══ Kutipan Bacaan
“Kamu terlalu baik kepada banyak lawan jenismu, kepada banyak perempuan.
Membuat mereka terlalu nyaman di dekatmu dan membuat mereka merasa aman untuk
membuka cerita kepadamu.
Aku hanya sekadar mengingatkan, berhati-hatilah, kamu menumbuhkan apa
yang tidak mereka tanam. Perasaan aman dan nyaman itu lebih berbahaya dari
perasaan cinta. Kau perlu tahu itu, teman.
Bahwa aku mengenalmu sejak kecil adalah hal yang membuatku paham padamu.
Kau sudah merusak masa depan dirimu dan banyak perempuan. Mereka kemudian bisa
saja memiliki perasaan masa lalu yang tumbuh ketika kamu sudah bersanding
dengan orang lain.
Kau paham sesuatu?
Aku katakan sekali lagi, jangan terlalu baik kepada banyak perempuan.
Sikapmu itu seperti bom waktu, tinggal menunggu kapan meledaknya. Jagalah
dirimu lebih baik. Kau tidak perlu terlalu dekat kepada mereka semua jika
sekadar ingin menjadi laki-laki yang baik, bukankah demikian?” Surat ~~ halaman 63
Jadi, jika seandainya engkau menerima
surat seperti ini, apa yang akan kalian lakukan? Aku sendiri, paling tidak,
setuju benar dengan maksud surat tersebut. Aku cuma mau bilang ‘Terlalu baik
itu kutukan!’
Kalimat yang indah selalu
menyenangkan untuk dibaca. Tetapi, bagaimana bila keindahan itu justru menipu? Ketika
seorang penulis mencoba menulis sesuatu dengan susunan kata-kata yang menurutnya
indah, kadang hal itu justru membuat si penulis jatuh pada lubang yang tak ia
sadari.
════
### Latihan Soal
1 – Jawab pertanyaan berikut berdasarkan teks tentang sikap terlalu baik.
(a) Menurut surat itu, perasaan apa yang lebih berbahaya daripada perasaan cinta?
(b) Sejak kapan penulis surat mengenal orang yang diajaknya bicara?
(c) Apa sebutan untuk "terlalu baik" dalam kalimat yang diberi tanda kutip tunggal setelah surat?
2 – Lanjutkan teks tentang sikap terlalu baik, dimulai setelah kalimat terakhirnya.
══ Cuplikan Daftar
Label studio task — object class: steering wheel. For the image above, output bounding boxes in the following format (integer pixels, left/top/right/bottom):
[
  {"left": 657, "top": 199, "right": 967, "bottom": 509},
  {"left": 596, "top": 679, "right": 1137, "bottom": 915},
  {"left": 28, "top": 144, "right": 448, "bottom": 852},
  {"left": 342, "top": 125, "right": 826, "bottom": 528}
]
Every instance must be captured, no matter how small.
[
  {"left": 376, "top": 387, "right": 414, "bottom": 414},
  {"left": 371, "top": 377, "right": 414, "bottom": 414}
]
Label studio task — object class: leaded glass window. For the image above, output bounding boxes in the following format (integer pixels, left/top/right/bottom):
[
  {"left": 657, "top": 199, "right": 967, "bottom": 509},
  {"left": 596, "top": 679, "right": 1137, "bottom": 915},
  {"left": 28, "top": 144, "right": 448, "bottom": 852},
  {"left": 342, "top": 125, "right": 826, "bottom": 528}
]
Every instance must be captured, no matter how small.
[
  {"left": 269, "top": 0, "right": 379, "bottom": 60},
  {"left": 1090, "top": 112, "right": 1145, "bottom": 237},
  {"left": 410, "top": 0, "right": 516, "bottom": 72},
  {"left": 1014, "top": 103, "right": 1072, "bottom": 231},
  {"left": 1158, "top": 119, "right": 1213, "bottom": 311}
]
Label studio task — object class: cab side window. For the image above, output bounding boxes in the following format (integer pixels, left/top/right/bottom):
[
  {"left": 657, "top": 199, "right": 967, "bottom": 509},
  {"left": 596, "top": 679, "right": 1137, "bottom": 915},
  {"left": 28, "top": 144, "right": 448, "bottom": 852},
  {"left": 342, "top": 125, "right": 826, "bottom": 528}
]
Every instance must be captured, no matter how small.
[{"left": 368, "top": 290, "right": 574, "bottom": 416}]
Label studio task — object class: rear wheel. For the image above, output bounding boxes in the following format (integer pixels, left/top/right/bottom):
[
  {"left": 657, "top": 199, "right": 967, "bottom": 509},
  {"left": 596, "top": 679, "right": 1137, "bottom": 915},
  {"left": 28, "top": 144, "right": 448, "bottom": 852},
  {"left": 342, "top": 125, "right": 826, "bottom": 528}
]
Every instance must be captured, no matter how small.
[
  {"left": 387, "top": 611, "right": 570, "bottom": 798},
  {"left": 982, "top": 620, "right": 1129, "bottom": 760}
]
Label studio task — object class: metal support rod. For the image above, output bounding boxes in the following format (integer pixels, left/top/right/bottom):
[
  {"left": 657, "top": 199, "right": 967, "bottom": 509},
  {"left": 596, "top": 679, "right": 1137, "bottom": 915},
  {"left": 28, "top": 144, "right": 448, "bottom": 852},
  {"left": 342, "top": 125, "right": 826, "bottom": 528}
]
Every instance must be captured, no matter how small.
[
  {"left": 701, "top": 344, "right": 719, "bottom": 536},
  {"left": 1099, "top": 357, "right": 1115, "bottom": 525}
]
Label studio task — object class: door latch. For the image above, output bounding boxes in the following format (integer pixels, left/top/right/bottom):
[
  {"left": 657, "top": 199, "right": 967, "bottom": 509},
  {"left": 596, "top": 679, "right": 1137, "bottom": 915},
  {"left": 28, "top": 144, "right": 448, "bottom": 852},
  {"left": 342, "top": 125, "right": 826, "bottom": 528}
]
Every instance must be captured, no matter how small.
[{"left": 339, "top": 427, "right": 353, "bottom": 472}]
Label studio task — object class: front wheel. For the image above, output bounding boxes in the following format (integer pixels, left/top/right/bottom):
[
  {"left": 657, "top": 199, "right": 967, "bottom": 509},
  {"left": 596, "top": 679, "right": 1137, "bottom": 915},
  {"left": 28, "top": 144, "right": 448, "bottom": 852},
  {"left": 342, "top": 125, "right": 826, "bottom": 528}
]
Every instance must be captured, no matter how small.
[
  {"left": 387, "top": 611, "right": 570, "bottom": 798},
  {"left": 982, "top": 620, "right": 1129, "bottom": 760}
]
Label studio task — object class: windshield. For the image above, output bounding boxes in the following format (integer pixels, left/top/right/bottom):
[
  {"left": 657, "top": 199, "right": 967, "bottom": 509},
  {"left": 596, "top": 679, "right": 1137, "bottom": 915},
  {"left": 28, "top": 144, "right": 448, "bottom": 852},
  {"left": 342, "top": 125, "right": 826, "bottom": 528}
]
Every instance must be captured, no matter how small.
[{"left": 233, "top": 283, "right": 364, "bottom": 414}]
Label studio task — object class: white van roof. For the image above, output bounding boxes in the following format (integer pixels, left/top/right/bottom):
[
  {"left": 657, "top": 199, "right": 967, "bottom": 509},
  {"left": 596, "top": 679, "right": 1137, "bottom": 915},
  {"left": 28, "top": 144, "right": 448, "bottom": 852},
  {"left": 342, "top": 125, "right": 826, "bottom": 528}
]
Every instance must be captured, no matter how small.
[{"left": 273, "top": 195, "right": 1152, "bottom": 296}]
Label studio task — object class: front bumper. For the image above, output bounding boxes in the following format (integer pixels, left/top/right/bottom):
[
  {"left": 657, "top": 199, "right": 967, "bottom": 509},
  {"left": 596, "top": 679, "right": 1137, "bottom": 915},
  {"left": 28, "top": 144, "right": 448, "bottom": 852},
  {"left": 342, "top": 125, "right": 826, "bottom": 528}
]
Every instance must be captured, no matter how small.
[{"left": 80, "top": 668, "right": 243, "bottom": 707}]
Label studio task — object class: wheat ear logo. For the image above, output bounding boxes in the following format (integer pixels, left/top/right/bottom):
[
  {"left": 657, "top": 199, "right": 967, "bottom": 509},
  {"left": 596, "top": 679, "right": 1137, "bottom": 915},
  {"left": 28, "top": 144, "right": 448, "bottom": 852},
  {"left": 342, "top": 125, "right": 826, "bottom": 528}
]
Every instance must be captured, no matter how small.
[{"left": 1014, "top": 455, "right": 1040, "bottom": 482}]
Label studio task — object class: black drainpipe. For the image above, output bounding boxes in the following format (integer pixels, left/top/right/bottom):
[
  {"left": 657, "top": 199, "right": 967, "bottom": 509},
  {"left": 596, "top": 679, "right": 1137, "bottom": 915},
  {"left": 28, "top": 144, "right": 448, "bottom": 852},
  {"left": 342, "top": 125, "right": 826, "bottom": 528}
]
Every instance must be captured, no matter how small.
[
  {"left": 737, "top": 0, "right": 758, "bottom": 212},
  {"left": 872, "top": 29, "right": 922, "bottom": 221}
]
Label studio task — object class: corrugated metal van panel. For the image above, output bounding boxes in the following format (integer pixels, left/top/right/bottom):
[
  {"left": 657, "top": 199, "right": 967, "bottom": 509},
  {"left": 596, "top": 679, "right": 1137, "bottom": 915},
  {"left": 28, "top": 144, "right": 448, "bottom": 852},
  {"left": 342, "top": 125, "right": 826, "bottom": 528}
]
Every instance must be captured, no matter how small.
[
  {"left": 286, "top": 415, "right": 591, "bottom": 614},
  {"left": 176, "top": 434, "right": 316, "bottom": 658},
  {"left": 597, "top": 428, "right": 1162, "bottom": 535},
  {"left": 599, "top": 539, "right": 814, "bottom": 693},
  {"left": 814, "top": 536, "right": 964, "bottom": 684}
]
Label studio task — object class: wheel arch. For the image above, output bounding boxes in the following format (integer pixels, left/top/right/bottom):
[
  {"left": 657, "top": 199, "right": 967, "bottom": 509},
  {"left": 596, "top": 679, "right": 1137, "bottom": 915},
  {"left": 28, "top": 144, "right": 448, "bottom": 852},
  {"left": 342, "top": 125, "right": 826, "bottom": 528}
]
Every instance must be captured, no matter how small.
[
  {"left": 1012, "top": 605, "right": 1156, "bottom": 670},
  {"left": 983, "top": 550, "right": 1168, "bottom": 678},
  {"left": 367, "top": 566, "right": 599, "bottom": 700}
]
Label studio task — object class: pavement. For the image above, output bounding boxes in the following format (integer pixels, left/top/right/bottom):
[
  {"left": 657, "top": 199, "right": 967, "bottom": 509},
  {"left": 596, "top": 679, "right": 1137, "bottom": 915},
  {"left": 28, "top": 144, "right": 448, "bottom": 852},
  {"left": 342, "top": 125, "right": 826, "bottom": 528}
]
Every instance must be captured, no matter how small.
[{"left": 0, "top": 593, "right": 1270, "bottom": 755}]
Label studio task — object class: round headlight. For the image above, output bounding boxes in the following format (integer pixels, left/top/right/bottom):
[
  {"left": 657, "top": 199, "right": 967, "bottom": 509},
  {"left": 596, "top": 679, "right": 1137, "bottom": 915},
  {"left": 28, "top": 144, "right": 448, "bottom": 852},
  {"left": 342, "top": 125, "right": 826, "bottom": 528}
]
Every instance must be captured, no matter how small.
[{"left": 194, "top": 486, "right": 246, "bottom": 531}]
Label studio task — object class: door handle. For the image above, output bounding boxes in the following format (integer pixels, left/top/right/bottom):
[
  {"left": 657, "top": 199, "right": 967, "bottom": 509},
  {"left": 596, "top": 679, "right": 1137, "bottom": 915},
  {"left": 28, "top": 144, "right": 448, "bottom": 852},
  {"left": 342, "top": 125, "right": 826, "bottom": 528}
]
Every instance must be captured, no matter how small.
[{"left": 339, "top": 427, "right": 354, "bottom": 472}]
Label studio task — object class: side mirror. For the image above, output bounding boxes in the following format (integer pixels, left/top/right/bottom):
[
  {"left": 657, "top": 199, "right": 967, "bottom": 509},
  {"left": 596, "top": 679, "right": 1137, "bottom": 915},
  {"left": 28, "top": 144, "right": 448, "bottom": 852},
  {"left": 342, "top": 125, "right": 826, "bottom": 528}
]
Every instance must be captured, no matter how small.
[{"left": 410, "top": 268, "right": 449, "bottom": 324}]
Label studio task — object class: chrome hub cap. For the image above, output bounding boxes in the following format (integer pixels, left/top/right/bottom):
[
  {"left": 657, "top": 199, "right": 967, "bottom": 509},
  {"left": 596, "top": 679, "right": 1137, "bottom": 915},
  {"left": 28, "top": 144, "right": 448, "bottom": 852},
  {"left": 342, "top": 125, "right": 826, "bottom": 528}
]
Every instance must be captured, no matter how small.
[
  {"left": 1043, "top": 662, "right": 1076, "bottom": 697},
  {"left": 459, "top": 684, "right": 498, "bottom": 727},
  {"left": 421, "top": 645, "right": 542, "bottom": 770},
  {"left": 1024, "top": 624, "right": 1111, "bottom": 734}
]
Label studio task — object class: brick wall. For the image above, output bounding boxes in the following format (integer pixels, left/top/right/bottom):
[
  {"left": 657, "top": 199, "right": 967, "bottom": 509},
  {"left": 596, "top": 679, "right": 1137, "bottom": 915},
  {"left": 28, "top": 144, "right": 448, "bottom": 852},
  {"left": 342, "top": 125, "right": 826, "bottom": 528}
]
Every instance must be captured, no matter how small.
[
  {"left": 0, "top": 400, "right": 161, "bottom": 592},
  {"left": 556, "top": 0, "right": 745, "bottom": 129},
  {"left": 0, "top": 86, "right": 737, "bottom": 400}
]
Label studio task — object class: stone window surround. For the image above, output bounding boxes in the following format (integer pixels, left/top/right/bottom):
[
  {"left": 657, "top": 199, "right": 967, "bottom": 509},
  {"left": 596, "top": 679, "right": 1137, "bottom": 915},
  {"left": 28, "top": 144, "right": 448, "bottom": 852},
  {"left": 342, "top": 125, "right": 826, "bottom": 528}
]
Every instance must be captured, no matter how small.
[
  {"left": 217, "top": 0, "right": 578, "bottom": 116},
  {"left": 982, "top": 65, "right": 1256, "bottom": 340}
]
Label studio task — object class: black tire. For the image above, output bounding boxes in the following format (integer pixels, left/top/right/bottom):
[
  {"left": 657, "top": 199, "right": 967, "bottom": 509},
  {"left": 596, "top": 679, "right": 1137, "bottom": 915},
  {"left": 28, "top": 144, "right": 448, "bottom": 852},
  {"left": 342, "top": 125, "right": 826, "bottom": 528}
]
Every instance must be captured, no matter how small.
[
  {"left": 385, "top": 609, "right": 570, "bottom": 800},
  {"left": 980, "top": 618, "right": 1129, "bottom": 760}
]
════
### Kunci Jawaban
1 –
(a) Perasaan aman dan nyaman.
(b) Sejak kecil.
(c) Kutukan.

2 –
‘Setiap manusia adalah kekosongan,
mereka saling mengisi satu sama lain.’ Sepi, halaman 14.
Seharusnya kalimat di atas bisa
dengan mudah kita pahami. Bagaimana mungkin kekosongan saling mengisi? Ah,
mungkin benar mereka bisa saling mengisi, tetapi kosong diisi dengan kosong
hasilnya tetap kosong, kan? Jadi bagaimana penulis maupun editor atau
proofreader buku ini bisa meloloskan kalimat ini?
Pada ‘Hujan yang Jatuh’, saya
menemukan sebuah cerita tentang seorang penulis yang setiap hari datang dan membeli
bukunya sendiri, setiap kali, saat ia dengan cermat mengamati seorang perempuan
yang ia sukai yang bekerja sebagai kasir di toko buku tersebut. Yang menjadi
pertanyaan saya adalah buat apa? Buku itu, apakah akan dijual lagi? Okelah kita
sepakati saja bukunya akan dijual lagi atau diberikan kepada orang lain, itu
boleh, sah. Hanya saja, entah sengaja atau tidak, dengan mengatakan kalau ia
sedang membeli bukunya sendiri, setiap hari, saya merasakan apalah-apalah.
Mungkin itu hanya perasaan saya, tapi yang jelas, saya terganggu dengan hal
itu.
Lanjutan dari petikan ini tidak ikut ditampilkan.